▶ WHAT YOU ARE ASKED TO DO:
Whenever a line below includes "cloud", add it to the tally, then give the total and nothing more.

(Referring expression data)
---

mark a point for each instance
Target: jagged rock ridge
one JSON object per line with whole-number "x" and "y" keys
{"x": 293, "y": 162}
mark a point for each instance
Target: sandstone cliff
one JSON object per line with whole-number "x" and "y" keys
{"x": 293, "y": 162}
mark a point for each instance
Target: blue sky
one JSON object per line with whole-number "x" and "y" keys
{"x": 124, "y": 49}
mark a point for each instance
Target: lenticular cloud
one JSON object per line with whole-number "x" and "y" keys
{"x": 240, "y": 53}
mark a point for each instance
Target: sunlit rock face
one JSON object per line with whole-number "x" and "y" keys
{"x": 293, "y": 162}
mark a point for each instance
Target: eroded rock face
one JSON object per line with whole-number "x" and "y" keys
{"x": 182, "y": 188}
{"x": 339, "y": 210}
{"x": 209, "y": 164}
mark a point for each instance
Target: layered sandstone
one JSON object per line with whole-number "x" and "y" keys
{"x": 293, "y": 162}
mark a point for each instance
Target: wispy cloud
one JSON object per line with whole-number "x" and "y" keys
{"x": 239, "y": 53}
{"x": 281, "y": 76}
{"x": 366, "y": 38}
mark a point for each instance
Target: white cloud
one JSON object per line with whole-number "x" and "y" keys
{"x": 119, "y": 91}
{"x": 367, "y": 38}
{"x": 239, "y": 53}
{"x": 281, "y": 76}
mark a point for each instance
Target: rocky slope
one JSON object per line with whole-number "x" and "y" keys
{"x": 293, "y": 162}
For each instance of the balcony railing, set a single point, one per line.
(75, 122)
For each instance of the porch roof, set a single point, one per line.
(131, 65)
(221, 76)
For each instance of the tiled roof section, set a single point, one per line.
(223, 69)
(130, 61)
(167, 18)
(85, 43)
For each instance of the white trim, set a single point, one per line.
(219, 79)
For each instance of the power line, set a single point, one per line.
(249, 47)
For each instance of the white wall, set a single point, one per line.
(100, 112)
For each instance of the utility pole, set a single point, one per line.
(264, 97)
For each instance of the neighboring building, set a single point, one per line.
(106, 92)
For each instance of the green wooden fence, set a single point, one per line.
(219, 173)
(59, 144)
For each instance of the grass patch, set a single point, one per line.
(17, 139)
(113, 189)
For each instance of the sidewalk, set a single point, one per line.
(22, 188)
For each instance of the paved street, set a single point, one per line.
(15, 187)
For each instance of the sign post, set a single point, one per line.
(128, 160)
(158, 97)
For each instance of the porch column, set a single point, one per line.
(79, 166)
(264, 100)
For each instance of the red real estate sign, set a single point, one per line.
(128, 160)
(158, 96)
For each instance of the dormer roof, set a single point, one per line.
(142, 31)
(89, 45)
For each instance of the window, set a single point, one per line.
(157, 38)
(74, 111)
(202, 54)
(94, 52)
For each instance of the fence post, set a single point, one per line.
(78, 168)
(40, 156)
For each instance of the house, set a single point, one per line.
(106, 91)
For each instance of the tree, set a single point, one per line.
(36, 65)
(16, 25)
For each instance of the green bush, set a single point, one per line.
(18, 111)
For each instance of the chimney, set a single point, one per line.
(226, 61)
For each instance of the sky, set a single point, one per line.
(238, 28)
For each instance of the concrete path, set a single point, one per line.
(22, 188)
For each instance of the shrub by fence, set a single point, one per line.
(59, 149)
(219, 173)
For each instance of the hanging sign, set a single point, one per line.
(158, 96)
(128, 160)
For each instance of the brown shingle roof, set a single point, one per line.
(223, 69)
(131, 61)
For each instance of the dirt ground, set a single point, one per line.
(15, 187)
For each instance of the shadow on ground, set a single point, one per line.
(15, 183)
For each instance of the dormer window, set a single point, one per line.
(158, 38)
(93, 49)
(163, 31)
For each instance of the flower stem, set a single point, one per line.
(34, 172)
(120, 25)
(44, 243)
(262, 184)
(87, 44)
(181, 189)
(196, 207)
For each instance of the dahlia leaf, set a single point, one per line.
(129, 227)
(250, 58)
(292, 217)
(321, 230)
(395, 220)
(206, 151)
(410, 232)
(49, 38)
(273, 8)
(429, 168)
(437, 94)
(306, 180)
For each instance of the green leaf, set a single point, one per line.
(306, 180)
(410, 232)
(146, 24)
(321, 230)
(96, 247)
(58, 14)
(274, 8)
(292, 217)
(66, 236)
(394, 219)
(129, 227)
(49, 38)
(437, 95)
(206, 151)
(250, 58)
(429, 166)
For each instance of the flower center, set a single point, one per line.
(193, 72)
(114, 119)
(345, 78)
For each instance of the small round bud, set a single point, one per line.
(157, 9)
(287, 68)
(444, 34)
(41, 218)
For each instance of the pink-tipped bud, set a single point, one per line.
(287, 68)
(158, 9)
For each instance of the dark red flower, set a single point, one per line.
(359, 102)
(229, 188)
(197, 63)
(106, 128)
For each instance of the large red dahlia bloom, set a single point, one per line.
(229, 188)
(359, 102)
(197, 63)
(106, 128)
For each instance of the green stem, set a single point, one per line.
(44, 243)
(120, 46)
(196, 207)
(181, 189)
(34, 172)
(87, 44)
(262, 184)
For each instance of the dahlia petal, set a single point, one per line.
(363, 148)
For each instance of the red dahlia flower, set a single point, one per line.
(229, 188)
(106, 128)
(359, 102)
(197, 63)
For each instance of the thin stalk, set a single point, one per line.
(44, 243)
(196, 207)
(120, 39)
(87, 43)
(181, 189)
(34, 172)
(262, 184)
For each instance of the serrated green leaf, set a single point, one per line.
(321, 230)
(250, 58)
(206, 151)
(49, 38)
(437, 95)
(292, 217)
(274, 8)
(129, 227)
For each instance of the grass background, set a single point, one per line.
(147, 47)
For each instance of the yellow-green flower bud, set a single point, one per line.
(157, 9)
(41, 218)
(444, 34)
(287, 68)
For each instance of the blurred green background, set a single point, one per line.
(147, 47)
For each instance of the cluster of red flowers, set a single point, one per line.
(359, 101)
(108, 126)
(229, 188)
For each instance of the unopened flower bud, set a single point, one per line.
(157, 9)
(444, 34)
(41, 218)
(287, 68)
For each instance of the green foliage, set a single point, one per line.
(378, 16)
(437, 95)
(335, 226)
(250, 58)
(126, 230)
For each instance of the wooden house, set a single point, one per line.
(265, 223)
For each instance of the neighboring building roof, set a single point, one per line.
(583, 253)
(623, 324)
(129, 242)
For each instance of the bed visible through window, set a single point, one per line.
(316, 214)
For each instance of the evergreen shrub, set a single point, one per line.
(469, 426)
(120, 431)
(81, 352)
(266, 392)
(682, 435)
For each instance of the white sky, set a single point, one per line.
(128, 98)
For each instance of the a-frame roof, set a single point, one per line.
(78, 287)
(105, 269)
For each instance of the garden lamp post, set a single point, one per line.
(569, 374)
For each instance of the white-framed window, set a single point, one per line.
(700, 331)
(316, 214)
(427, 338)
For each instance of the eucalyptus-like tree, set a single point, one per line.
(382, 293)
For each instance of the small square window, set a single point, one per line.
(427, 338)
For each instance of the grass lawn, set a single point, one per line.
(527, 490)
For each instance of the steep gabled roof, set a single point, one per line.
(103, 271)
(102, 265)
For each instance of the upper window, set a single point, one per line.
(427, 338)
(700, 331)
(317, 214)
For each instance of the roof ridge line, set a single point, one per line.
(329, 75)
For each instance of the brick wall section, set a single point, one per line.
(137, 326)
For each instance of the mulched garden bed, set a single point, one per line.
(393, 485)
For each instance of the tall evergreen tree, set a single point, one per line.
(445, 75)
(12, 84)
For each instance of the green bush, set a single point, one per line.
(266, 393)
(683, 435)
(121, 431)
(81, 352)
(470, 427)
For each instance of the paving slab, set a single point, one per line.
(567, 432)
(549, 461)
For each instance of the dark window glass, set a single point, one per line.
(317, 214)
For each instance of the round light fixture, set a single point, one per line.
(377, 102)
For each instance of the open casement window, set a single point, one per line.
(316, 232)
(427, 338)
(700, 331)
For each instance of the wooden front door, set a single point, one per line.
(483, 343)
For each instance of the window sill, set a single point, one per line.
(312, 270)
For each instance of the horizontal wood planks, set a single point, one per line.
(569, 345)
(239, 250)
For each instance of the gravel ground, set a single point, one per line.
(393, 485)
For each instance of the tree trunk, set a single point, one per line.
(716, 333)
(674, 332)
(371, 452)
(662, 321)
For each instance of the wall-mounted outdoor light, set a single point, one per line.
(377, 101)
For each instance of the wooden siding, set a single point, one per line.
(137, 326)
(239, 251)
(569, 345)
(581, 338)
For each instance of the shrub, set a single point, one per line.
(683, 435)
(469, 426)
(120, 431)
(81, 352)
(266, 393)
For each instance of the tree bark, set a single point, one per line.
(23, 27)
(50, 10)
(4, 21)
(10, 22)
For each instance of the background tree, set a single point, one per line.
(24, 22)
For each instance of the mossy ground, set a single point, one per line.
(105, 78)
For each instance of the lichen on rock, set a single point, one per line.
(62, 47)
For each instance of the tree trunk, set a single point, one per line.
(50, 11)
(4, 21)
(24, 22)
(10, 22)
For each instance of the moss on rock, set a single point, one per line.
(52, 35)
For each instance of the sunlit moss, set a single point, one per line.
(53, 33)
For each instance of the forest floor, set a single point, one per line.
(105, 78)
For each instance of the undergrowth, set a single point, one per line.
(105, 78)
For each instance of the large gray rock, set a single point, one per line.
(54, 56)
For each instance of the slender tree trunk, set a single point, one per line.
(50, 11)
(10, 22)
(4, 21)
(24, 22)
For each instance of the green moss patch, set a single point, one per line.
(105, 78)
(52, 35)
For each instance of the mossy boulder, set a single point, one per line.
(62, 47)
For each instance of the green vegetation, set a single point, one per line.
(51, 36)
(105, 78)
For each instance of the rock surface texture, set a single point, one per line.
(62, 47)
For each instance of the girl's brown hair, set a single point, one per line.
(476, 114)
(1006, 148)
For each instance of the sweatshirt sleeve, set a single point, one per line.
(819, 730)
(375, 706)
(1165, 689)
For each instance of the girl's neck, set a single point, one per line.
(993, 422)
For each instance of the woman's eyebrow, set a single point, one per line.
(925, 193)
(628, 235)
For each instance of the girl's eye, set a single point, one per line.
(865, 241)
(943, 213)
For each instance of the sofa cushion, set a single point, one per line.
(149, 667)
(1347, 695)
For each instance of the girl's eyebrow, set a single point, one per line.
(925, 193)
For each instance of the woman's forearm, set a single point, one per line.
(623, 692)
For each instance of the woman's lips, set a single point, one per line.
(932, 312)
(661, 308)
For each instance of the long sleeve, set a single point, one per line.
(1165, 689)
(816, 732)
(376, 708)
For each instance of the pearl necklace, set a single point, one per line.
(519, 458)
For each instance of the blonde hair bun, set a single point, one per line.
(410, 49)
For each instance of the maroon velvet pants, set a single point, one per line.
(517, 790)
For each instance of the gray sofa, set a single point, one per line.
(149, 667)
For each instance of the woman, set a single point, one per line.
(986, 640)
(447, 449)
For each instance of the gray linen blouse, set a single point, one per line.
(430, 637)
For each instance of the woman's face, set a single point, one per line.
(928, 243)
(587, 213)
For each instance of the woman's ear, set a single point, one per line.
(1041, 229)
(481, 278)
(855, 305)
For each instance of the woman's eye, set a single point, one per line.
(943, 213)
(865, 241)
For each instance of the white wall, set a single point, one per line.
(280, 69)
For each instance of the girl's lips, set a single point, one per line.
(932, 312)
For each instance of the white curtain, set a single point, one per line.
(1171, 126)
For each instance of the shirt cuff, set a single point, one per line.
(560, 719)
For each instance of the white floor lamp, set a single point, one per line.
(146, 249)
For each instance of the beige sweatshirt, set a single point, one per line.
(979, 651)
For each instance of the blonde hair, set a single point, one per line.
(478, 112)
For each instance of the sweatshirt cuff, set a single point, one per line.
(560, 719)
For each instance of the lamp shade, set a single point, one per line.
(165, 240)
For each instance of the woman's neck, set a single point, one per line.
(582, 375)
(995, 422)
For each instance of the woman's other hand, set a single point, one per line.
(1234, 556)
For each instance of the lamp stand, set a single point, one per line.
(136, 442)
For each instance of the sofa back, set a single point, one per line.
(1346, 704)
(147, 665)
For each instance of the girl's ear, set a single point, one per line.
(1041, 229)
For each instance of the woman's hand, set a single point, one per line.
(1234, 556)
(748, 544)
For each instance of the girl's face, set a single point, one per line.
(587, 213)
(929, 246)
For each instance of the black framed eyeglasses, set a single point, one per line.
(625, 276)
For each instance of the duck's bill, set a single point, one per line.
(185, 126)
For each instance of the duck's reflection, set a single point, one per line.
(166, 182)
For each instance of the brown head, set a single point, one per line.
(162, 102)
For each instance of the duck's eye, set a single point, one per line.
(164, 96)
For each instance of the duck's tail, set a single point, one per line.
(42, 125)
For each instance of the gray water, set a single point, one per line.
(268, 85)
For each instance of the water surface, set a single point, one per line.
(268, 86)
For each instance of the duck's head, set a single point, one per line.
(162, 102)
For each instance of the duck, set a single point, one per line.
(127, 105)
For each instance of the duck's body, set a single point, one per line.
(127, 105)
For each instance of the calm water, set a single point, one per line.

---

▶ ANSWER BOX:
3